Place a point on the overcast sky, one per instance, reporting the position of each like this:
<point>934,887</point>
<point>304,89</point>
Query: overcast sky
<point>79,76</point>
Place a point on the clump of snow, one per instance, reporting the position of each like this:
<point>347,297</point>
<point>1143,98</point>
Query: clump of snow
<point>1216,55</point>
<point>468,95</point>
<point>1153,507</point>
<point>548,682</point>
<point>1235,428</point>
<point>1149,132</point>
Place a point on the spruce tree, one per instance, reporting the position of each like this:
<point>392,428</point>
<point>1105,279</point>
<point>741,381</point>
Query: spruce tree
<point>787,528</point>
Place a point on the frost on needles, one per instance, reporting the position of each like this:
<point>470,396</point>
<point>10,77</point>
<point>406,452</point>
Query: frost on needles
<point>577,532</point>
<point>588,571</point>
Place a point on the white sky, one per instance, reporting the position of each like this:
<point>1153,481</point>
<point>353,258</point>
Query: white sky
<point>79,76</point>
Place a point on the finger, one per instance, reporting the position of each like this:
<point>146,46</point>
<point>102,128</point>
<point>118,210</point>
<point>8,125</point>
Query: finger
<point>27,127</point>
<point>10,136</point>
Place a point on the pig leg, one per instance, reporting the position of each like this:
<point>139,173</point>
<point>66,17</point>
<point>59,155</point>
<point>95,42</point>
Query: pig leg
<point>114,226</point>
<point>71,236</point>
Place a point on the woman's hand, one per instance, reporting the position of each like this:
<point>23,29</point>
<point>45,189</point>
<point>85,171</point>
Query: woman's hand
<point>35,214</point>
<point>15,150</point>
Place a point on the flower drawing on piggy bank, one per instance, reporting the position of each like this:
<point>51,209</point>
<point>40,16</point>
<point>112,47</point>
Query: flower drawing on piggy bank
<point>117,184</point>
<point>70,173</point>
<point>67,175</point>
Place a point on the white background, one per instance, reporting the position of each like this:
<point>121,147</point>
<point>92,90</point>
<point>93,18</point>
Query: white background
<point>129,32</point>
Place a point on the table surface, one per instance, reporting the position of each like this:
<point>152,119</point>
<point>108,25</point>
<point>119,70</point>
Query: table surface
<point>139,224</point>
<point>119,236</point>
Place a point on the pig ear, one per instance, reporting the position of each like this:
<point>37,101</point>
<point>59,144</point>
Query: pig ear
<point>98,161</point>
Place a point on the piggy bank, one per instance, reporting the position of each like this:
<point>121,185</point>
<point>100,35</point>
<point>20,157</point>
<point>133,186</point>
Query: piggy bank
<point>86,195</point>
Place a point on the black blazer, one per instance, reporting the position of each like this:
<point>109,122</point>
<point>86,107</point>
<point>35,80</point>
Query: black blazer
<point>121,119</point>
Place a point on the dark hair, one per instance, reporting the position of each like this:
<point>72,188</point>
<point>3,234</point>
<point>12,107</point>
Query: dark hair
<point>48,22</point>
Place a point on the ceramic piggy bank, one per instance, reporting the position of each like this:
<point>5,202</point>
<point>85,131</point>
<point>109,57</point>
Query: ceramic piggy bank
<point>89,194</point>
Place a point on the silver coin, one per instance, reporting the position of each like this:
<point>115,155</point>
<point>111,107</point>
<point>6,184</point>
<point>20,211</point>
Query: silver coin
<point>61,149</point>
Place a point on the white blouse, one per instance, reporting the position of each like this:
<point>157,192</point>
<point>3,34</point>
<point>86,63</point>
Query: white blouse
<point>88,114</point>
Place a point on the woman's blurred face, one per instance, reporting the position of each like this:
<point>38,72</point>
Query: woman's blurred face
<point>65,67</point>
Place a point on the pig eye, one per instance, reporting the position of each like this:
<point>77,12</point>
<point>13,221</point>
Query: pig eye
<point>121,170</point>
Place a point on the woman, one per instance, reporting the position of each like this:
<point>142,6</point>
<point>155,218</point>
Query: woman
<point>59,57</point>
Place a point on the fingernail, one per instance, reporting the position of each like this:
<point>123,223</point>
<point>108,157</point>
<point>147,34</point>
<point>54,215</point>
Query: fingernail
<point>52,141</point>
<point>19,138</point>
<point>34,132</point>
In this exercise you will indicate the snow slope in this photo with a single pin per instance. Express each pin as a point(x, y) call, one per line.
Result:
* * * * *
» **Task**: Repeat every entry word for word.

» **The completed task**:
Place a point on the overcast sky, one per instance, reporting the position of each like this:
<point>934,887</point>
<point>304,89</point>
Query: overcast sky
<point>79,76</point>
Place a point on the clump of snow, one per instance, reporting the position of each like this:
<point>347,297</point>
<point>1143,98</point>
Query: clump of snow
<point>1216,55</point>
<point>468,95</point>
<point>1153,507</point>
<point>548,682</point>
<point>1235,428</point>
<point>1149,132</point>
Place a point on the spruce tree, one per instance, reporting the position of each like this:
<point>392,428</point>
<point>1105,279</point>
<point>741,381</point>
Query: spruce tree
<point>787,528</point>
Place a point on the frost on needles, one per instance, reporting the position of each like this:
<point>470,396</point>
<point>10,77</point>
<point>406,452</point>
Query: frost on needles
<point>577,532</point>
<point>588,571</point>
Place a point on the white sky, one per instance, reporting the position of each like this:
<point>1153,481</point>
<point>353,258</point>
Query: white sky
<point>79,76</point>
Place a point on the finger, one per instance, reporting the position of each like this:
<point>146,46</point>
<point>102,128</point>
<point>118,210</point>
<point>8,125</point>
Query: finger
<point>27,127</point>
<point>10,136</point>
Place a point on the pig leg, one per instance, reporting the position of each like this:
<point>139,173</point>
<point>66,17</point>
<point>59,155</point>
<point>95,42</point>
Query: pig leg
<point>114,226</point>
<point>71,236</point>
Place a point on the woman's hand, one per instance, reporting the position of each like this:
<point>23,29</point>
<point>45,189</point>
<point>85,171</point>
Query: woman's hand
<point>35,214</point>
<point>15,150</point>
Place a point on the flower drawing on piggy bank, one per instance, reporting the position of each like this:
<point>51,209</point>
<point>40,16</point>
<point>112,47</point>
Query: flower drawing on piggy bank
<point>117,184</point>
<point>70,173</point>
<point>67,175</point>
Place a point on the white background, one per instance, reporting the position of each like this:
<point>121,147</point>
<point>92,90</point>
<point>93,18</point>
Query: white background
<point>129,32</point>
Place a point on the table surface, one per instance, reporting the position of each like this:
<point>152,119</point>
<point>108,25</point>
<point>119,70</point>
Query: table surface
<point>139,224</point>
<point>119,236</point>
Place a point on the pig ear, one per instance, reporting the position of each like this:
<point>37,101</point>
<point>59,144</point>
Query: pig ear
<point>98,161</point>
Place a point on the piggy bank, one per instance, reporting the position of each like this:
<point>121,185</point>
<point>100,35</point>
<point>20,157</point>
<point>133,186</point>
Query: piggy bank
<point>86,195</point>
Place a point on the black blazer, one per instance, reporting the position of each like this:
<point>109,122</point>
<point>86,107</point>
<point>35,80</point>
Query: black blazer
<point>121,119</point>
Place a point on the dark hair, one per instance, reporting the position of each like this:
<point>72,188</point>
<point>3,234</point>
<point>12,107</point>
Query: dark hair
<point>48,22</point>
Place a point on the ceramic piggy bank, one per instance, reporting the position of each like this:
<point>5,202</point>
<point>85,131</point>
<point>109,57</point>
Query: ceramic piggy bank
<point>89,194</point>
Place a point on the silver coin, one per instance, reporting the position of each like this:
<point>115,155</point>
<point>111,107</point>
<point>6,184</point>
<point>20,211</point>
Query: silver coin
<point>61,149</point>
Place a point on the white blouse, one per instance, reporting the position of each like this:
<point>157,192</point>
<point>3,34</point>
<point>86,63</point>
Query: white blouse
<point>88,114</point>
Place a point on the woman's blurred face, one per instance, reporting the position of each like this:
<point>38,72</point>
Query: woman's blurred face
<point>65,67</point>
Place a point on the pig eye, one per instance, reporting the position of each like this:
<point>77,12</point>
<point>13,221</point>
Query: pig eye
<point>121,170</point>
Place a point on the woman, one per instance, reporting the position of each like this:
<point>142,6</point>
<point>155,218</point>
Query: woman
<point>59,57</point>
Place a point on the fingernail, one per instance, reporting the position of each like this:
<point>123,223</point>
<point>108,157</point>
<point>147,34</point>
<point>54,215</point>
Query: fingernail
<point>52,141</point>
<point>19,138</point>
<point>34,132</point>
In this exercise you will indicate the snow slope in this photo with a single pin per instance. Express each pin as a point(x, y) call, one per line.
Result:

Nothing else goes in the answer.